> _The task_
Copy the data as given. No line may be skipped.

(Collection entries)
=== Begin Enclosure ===
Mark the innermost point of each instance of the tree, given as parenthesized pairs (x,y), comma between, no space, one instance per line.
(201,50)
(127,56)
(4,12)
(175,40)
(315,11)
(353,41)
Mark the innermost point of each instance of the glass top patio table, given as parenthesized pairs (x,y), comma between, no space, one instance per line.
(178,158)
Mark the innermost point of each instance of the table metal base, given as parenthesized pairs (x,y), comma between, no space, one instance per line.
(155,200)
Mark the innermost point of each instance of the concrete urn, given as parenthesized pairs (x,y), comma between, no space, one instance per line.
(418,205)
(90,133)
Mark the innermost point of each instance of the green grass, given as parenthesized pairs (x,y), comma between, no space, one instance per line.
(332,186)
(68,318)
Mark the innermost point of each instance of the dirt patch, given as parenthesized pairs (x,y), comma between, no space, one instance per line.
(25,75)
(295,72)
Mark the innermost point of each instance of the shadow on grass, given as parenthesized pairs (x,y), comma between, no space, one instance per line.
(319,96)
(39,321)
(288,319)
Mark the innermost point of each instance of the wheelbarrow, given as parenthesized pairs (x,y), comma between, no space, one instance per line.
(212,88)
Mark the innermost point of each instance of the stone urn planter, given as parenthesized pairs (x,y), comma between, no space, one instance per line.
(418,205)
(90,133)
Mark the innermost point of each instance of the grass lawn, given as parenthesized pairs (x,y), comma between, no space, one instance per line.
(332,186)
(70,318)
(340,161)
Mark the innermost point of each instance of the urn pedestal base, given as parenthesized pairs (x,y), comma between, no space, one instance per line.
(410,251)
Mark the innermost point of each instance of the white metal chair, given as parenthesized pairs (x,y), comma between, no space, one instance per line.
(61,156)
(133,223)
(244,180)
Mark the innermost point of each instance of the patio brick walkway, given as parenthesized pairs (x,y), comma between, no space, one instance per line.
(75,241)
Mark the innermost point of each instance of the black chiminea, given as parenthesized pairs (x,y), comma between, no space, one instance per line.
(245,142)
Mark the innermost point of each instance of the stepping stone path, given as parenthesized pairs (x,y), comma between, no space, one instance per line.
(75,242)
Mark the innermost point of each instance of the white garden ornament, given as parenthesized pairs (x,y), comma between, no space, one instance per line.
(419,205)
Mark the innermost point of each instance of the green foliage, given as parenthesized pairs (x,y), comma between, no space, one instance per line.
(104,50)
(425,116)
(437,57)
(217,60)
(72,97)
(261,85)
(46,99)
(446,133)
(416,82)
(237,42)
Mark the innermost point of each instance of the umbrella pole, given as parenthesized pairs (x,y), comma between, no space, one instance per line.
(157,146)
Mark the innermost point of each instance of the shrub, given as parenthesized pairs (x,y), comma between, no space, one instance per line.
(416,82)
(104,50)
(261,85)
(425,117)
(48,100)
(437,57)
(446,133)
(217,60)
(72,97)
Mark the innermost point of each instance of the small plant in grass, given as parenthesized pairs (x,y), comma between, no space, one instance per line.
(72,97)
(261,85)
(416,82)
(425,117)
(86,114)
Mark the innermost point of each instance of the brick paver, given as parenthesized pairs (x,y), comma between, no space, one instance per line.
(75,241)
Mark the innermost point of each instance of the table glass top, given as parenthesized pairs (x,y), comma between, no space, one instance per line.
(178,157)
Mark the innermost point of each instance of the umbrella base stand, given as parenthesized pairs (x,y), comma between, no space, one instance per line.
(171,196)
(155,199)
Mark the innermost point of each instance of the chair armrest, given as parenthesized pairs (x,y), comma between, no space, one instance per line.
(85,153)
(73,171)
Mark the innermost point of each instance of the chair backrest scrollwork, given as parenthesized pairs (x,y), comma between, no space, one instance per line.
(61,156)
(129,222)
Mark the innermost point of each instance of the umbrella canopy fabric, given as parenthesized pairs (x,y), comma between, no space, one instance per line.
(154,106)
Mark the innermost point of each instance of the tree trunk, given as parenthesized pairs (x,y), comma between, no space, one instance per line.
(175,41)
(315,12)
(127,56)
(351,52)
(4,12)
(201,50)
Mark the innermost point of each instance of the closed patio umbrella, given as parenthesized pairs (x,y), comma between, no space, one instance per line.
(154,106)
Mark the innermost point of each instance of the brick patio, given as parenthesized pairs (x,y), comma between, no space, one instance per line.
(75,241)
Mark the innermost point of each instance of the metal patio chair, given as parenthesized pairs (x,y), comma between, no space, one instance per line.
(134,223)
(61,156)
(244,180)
=== End Enclosure ===
> _Answer to the problem_
Mark the innermost point of each instance of the tree, given as parenthesized pairs (x,y), comma between, no space, one instance per line.
(201,50)
(127,56)
(4,12)
(175,40)
(315,11)
(353,41)
Mark the innermost point of each instance of the glass top patio table, given as parenthesized pairs (x,y), comma between, no space, one instance per line.
(178,158)
Mark the innermost point of each instance of the table metal base, given as parenthesized pairs (x,y), comma between, no space, one instance per line.
(155,200)
Mark the innermost point of each instance of the concrete urn, given as parenthesized pairs (x,y), comma between, no space, one instance per line.
(418,205)
(90,133)
Mark the innermost point of each instance of the green grass, given as parenthesized pairs (x,y), comma between, no space, one instance per line.
(332,186)
(68,318)
Mark the innermost point of each instance of the dirt patch, given as parenthesized pairs (x,y), comma between, no space, one instance per line.
(25,75)
(295,72)
Mark the innermost point of each instance of the shadow on grass, given as parenthesized pairs (x,y), comma between, no space, one instance per line.
(319,96)
(39,321)
(288,319)
Mark the innermost point of each instance of the wheelbarrow, given as parenthesized pairs (x,y), comma between, no space, one instance per line.
(212,88)
Mark the innermost point of each instance of the stone urn planter, given as parenthesized pairs (x,y), comma between, no space, one instance per line.
(418,205)
(90,133)
Mark the innermost point of each instance of the grass lawn, given as parenthesized pairs (x,y), comma between, no space, one instance per line.
(332,186)
(70,318)
(340,161)
Mark the innermost point of each instance of the urn pedestal base, given as parenthesized pairs (x,y), comma between, no space, one instance per line.
(410,251)
Mark the innermost point of each instance of the white metal chair, given as parenthesized pairs (x,y), comma between, no space, one instance per line.
(61,156)
(133,223)
(244,180)
Mark the innermost point of each instance of the patio brick walkway, given as parenthesized pairs (x,y), comma between, no space, one instance per line.
(75,241)
Mark the innermost point of each instance of the black chiminea, given as parenthesized pairs (x,y), comma between, no space, one instance per line.
(245,142)
Mark the innermost point of each instance of the stepping stone path, given as parenthesized pairs (x,y), comma between, no space, one instance per line.
(75,242)
Mark the innermost point of each instance of the white garden ornament, given as parenthesized pairs (x,y), comma between, no space, one instance per line.
(419,205)
Mark the innermost point of each instance of the green foliage, given as parenthesized pairs (x,y), comma between, no space, one instance per line.
(104,50)
(425,116)
(437,57)
(217,60)
(72,97)
(261,85)
(46,99)
(446,133)
(416,82)
(237,42)
Mark the innermost point of each instance of the umbrella pole, given as parenthesized pairs (x,y), comma between, no space, one instance per line.
(157,146)
Mark the innermost point of each instance of the shrub, given as parenthesized pairs (x,y), comma between, no space, one instance per line.
(416,82)
(104,50)
(261,85)
(425,117)
(48,100)
(437,57)
(446,133)
(217,60)
(72,97)
Mark the innermost point of each instance of the small plant in grass, given as parenthesized pairs (x,y), comma between, no space, one instance per line.
(72,97)
(261,85)
(416,82)
(425,117)
(86,114)
Mark the innermost point of each instance of the brick paver, given as parenthesized pairs (x,y), comma between, no space, one instance per line.
(75,241)
Mark the innermost point of each instance of the table glass top, given as parenthesized pairs (x,y), comma between, no space, one instance per line.
(178,157)
Mark the innermost point of each instance of the umbrella base stand, given as parenthesized pairs (x,y), comma between, no space, one instance per line.
(171,196)
(155,199)
Mark the innermost point of each instance of the chair armrest, given as parenthesized pairs (x,y), comma between, no space, one instance per line.
(85,153)
(73,171)
Mark the innermost point of each instance of the chair backrest scrollwork, given as parenthesized pairs (x,y), comma between, no space, one instance per line.
(61,156)
(129,222)
Mark the innermost point of each instance of the umbrella canopy fabric, given as parenthesized pairs (x,y), comma between, no space, one instance per line.
(154,106)
Mark the innermost point of each instance of the tree trunk, given as parenthesized pairs (x,y), comma between, no space, one instance per line.
(175,41)
(315,12)
(127,56)
(351,52)
(4,12)
(201,50)
Mark the innermost point of each instance of the closed patio umbrella, given as parenthesized pairs (x,y), comma between, no space, one instance per line.
(154,106)
Mark the innermost point of each instance of the brick patio, given as parenthesized pairs (x,y), comma between, no space, one instance per line.
(75,241)
Mark the innermost point of each instance of the metal patio chair, given as parenthesized pairs (x,y), comma between, no space, one instance per line.
(134,223)
(61,156)
(244,180)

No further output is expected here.